Text under study:
/---

Details can be important
Sabon (Jan Tschichold, Stempel, Linotype and Monotype, 1967; based on the types of Claude Garamont) and Sabon Next (Jean François Porchez, Linotype Library, 2003)?Sabon, one of the most beloved typefaces of the 20th century, was originally designed for three technologies: foundry, Linotype and Monotype. When it was adapted to film and subesequently to digital it was the Linotype design that was carried forward. This meant that the italic was compromised since the linotype version was duplexed. Thus the italic is wider than normal. This dismays many people, but it might be acceptable if it were not for the nearly round o. The solution is to use Sabon Next Italic instead.
However, Sabon Next is not beloved by fans of Sabon. Not only did Porchez go back to the foundry version of Sabon, but he went beyond it to the typefaces of Garamond and Le Bé which Tschichold was using as models. And then he went even further and added alternate characters (some reprising those of the original Sabon, others more fanciful), swash characters and quaint ligatures. To many, the result is a typeface that seems more Adobe Garamond than Sabon. But, on its own terms Sabon Next is a fine face—except for
the alternate q.This is a capital form (common in Renaissance calligraphy) that looks totally out of place, especially with its too short tail that looks shriveled up from embarrassment. But it’s an alternate character and can be easily ignored.

\---

Exercise 1: According to the text on Sabon and Sabon Next, why is the italic of Sabon wider than normal?
Exercise 2: Summarize the text on Sabon and Sabon Next in two sentences.
Exercise 3: Extend the text on Sabon and Sabon Next beyond its final sentence.
The lines after this note play no part in working with the text on Sabon and Sabon Next.

Source data:

/---

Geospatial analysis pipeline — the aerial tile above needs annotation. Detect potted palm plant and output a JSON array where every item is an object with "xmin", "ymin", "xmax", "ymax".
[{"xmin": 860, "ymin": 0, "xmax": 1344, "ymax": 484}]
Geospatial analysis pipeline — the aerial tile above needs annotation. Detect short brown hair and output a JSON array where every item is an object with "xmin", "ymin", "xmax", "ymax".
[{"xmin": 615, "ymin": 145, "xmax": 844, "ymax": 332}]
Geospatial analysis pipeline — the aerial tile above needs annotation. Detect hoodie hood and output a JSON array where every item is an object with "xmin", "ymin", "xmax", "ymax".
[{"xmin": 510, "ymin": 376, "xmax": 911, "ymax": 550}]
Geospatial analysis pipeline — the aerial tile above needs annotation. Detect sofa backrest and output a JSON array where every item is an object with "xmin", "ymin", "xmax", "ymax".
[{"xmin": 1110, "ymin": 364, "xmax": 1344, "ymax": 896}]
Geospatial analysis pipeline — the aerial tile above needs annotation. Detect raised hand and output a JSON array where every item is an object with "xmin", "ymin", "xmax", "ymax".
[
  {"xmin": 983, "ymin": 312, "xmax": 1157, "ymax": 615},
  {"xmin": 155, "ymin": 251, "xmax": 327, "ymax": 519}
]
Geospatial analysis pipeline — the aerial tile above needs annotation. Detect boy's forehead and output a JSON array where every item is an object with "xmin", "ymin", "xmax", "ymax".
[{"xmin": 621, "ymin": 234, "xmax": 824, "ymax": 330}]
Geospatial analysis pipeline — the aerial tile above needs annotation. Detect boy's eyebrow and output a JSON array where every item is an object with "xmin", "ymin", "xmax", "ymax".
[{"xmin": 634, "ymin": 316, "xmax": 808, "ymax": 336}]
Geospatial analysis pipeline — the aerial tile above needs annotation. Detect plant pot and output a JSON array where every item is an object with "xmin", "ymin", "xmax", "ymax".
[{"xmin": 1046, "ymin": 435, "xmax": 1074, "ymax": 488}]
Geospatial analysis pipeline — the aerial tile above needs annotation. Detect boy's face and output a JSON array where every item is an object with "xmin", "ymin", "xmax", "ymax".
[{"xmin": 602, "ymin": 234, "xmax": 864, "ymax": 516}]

\---

Answer space 1: The Linotype version, which was carried forward to film and digital, was duplexed.

Answer space 2: Because film and digital Sabon descend from the duplexed Linotype design, its italic is wider than normal and has a nearly round o, so the text recommends using Sabon Next Italic instead. Sabon Next, for which Porchez went back to the foundry version and beyond it to the typefaces of Garamond and Le Bé and added alternate characters, swash characters and ligatures, is not beloved by Sabon fans, but it is a fine face on its own terms except for its alternate q.

Answer space 3:
For some people, the finish of Sabon Next perhaps looks similar to Adobe Garamond, but if you set texts, the result is quite different, because the structure is not the same. Adobe Garamond looks to be wide and round when Sabon Next looks narrow and strict.
Two minor corrections can be interesting to add to Paul analyse:
1. Despite its true that the Sabon Next pushed me to go more far than just the Sabon Stempel, Sabon Next Regular and Italic are strictly designed from Stempel versions, nothing else. Careful printing of the glyph set, careful scan of all letters, then careful outline design. Printed, Sabon Next Display versus Stempel version looks the (almost) same at 14 pt. See image above from old files recovered to visually demonstrate (a bit) my point.
2. Sabon Next alternate q doesn’t exist. You used instead the Q small caps in your example. (Short tail Q, like short f exist on original version exactly like that.)